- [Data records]
[START]

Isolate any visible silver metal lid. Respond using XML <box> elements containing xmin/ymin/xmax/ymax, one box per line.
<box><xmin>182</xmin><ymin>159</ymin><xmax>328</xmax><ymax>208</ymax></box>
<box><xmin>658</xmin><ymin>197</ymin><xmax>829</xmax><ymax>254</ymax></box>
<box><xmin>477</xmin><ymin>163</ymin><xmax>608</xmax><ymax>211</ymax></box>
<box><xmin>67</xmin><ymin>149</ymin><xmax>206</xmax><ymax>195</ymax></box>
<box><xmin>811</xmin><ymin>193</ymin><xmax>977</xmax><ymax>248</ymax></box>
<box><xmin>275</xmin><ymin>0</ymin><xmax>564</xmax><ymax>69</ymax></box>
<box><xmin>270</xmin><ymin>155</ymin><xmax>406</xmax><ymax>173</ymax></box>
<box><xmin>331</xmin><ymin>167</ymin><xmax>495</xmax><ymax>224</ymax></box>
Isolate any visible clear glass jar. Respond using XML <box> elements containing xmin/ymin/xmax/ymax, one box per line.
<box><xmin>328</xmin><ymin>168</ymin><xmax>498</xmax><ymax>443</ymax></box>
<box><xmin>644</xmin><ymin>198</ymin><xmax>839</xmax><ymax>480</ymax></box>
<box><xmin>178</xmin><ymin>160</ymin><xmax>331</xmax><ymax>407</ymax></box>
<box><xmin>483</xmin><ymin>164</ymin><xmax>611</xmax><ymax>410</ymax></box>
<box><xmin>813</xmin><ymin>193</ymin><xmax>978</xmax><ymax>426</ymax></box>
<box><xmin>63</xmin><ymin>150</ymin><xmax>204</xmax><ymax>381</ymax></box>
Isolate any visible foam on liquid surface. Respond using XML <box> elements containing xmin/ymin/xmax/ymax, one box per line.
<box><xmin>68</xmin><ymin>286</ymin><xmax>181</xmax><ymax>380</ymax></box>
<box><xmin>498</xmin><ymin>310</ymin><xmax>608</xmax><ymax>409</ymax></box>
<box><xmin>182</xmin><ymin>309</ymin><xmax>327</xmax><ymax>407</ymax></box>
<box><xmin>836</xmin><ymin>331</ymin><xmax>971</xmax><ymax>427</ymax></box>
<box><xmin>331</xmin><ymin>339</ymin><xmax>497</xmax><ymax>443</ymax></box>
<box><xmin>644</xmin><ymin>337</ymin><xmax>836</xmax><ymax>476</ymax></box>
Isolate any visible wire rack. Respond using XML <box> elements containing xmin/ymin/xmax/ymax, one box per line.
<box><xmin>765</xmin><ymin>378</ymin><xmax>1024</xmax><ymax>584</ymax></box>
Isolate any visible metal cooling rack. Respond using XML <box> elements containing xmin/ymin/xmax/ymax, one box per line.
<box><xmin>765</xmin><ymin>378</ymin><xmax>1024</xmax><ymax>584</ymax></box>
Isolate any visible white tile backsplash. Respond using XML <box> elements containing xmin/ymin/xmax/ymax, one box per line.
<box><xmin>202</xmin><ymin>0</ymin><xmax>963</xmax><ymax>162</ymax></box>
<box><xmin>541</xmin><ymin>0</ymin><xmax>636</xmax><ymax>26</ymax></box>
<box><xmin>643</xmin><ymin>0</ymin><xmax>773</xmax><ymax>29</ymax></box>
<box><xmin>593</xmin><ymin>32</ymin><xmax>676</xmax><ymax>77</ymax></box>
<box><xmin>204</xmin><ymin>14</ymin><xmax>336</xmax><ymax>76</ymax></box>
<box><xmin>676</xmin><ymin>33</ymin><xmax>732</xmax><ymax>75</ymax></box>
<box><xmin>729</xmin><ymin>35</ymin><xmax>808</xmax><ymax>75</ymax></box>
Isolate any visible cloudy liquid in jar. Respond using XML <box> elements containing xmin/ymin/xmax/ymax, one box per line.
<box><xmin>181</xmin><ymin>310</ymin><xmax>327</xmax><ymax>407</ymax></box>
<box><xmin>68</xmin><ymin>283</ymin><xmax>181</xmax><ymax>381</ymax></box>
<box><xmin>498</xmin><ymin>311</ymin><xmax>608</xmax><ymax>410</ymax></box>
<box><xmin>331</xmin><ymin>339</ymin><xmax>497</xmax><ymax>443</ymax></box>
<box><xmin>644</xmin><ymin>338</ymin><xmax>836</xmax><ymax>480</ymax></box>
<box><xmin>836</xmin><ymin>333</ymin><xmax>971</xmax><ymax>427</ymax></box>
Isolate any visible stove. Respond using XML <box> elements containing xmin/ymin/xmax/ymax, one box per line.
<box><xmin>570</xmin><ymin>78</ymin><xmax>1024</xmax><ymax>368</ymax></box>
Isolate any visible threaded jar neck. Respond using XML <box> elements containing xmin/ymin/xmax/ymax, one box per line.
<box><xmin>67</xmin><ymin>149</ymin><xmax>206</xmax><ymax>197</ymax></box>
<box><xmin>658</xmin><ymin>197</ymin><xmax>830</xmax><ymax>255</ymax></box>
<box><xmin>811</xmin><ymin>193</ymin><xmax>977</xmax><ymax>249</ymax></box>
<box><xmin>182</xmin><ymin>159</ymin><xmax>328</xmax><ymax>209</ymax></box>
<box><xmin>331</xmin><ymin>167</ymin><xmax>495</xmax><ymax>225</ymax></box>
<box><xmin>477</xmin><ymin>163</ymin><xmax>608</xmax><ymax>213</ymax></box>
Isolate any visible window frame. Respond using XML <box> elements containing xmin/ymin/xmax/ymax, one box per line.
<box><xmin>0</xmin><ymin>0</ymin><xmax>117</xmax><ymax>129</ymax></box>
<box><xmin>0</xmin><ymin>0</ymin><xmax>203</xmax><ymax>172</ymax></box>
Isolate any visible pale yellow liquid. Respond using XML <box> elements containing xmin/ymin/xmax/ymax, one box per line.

[END]

- [Exercise task] Reproduce all of the lines in the material above verbatim.

- [Written answer]
Isolate any visible silver metal lid. Respond using XML <box> elements containing xmin/ymin/xmax/ymax, one box per line.
<box><xmin>182</xmin><ymin>159</ymin><xmax>328</xmax><ymax>208</ymax></box>
<box><xmin>658</xmin><ymin>197</ymin><xmax>829</xmax><ymax>254</ymax></box>
<box><xmin>477</xmin><ymin>163</ymin><xmax>608</xmax><ymax>211</ymax></box>
<box><xmin>67</xmin><ymin>149</ymin><xmax>206</xmax><ymax>195</ymax></box>
<box><xmin>811</xmin><ymin>193</ymin><xmax>977</xmax><ymax>248</ymax></box>
<box><xmin>275</xmin><ymin>0</ymin><xmax>564</xmax><ymax>69</ymax></box>
<box><xmin>270</xmin><ymin>155</ymin><xmax>406</xmax><ymax>173</ymax></box>
<box><xmin>331</xmin><ymin>167</ymin><xmax>495</xmax><ymax>224</ymax></box>
Isolate any visible clear glass jar. Respond using XML <box> elements containing xmin/ymin/xmax/ymax, one box per line.
<box><xmin>328</xmin><ymin>168</ymin><xmax>498</xmax><ymax>443</ymax></box>
<box><xmin>644</xmin><ymin>198</ymin><xmax>839</xmax><ymax>480</ymax></box>
<box><xmin>178</xmin><ymin>160</ymin><xmax>331</xmax><ymax>407</ymax></box>
<box><xmin>483</xmin><ymin>164</ymin><xmax>611</xmax><ymax>410</ymax></box>
<box><xmin>813</xmin><ymin>193</ymin><xmax>978</xmax><ymax>426</ymax></box>
<box><xmin>63</xmin><ymin>150</ymin><xmax>204</xmax><ymax>381</ymax></box>
Isolate any visible foam on liquid surface. Respond using XML <box> elements containing xmin/ymin/xmax/ymax, one box per line.
<box><xmin>68</xmin><ymin>286</ymin><xmax>181</xmax><ymax>380</ymax></box>
<box><xmin>498</xmin><ymin>310</ymin><xmax>608</xmax><ymax>409</ymax></box>
<box><xmin>182</xmin><ymin>309</ymin><xmax>327</xmax><ymax>407</ymax></box>
<box><xmin>836</xmin><ymin>331</ymin><xmax>971</xmax><ymax>427</ymax></box>
<box><xmin>331</xmin><ymin>339</ymin><xmax>497</xmax><ymax>443</ymax></box>
<box><xmin>644</xmin><ymin>337</ymin><xmax>836</xmax><ymax>476</ymax></box>
Isolate any visible wire rack. Respond using XML <box> elements containing xmin/ymin/xmax/ymax, one box per line.
<box><xmin>765</xmin><ymin>378</ymin><xmax>1024</xmax><ymax>584</ymax></box>
Isolate any visible metal cooling rack. Respond using XML <box> elements containing xmin/ymin/xmax/ymax, one box per line.
<box><xmin>765</xmin><ymin>378</ymin><xmax>1024</xmax><ymax>584</ymax></box>
Isolate any visible white tile backsplash. Respond using XML <box> elements containing xmin/ymin/xmax/ymax, one box per line.
<box><xmin>202</xmin><ymin>0</ymin><xmax>963</xmax><ymax>162</ymax></box>
<box><xmin>541</xmin><ymin>0</ymin><xmax>636</xmax><ymax>26</ymax></box>
<box><xmin>643</xmin><ymin>0</ymin><xmax>773</xmax><ymax>29</ymax></box>
<box><xmin>593</xmin><ymin>32</ymin><xmax>676</xmax><ymax>77</ymax></box>
<box><xmin>204</xmin><ymin>14</ymin><xmax>336</xmax><ymax>76</ymax></box>
<box><xmin>676</xmin><ymin>33</ymin><xmax>732</xmax><ymax>75</ymax></box>
<box><xmin>729</xmin><ymin>35</ymin><xmax>808</xmax><ymax>75</ymax></box>
Isolate any visible cloudy liquid in jar. Respond using XML <box> elements containing xmin/ymin/xmax/ymax, one box per line.
<box><xmin>181</xmin><ymin>310</ymin><xmax>327</xmax><ymax>407</ymax></box>
<box><xmin>68</xmin><ymin>283</ymin><xmax>181</xmax><ymax>381</ymax></box>
<box><xmin>498</xmin><ymin>311</ymin><xmax>608</xmax><ymax>410</ymax></box>
<box><xmin>331</xmin><ymin>339</ymin><xmax>497</xmax><ymax>443</ymax></box>
<box><xmin>644</xmin><ymin>338</ymin><xmax>836</xmax><ymax>480</ymax></box>
<box><xmin>836</xmin><ymin>333</ymin><xmax>971</xmax><ymax>427</ymax></box>
Isolate any visible stove. Respond using XML <box> elements containing xmin/ymin/xmax/ymax, one box per line.
<box><xmin>570</xmin><ymin>78</ymin><xmax>1024</xmax><ymax>368</ymax></box>
Isolate any visible threaded jar neck. Respond using XML <box> elements containing xmin/ymin/xmax/ymax, one box per line.
<box><xmin>67</xmin><ymin>149</ymin><xmax>206</xmax><ymax>197</ymax></box>
<box><xmin>658</xmin><ymin>197</ymin><xmax>830</xmax><ymax>255</ymax></box>
<box><xmin>811</xmin><ymin>193</ymin><xmax>977</xmax><ymax>249</ymax></box>
<box><xmin>182</xmin><ymin>159</ymin><xmax>328</xmax><ymax>209</ymax></box>
<box><xmin>331</xmin><ymin>167</ymin><xmax>495</xmax><ymax>225</ymax></box>
<box><xmin>477</xmin><ymin>163</ymin><xmax>608</xmax><ymax>213</ymax></box>
Isolate any visible window frame. Respond using XML <box> elements containing xmin/ymin/xmax/ymax, one box per line.
<box><xmin>0</xmin><ymin>0</ymin><xmax>117</xmax><ymax>129</ymax></box>
<box><xmin>0</xmin><ymin>0</ymin><xmax>203</xmax><ymax>172</ymax></box>
Isolate any visible pale yellow liquid. Respond using XML <box> elements containing xmin/ymin/xmax/ymax, one box per line.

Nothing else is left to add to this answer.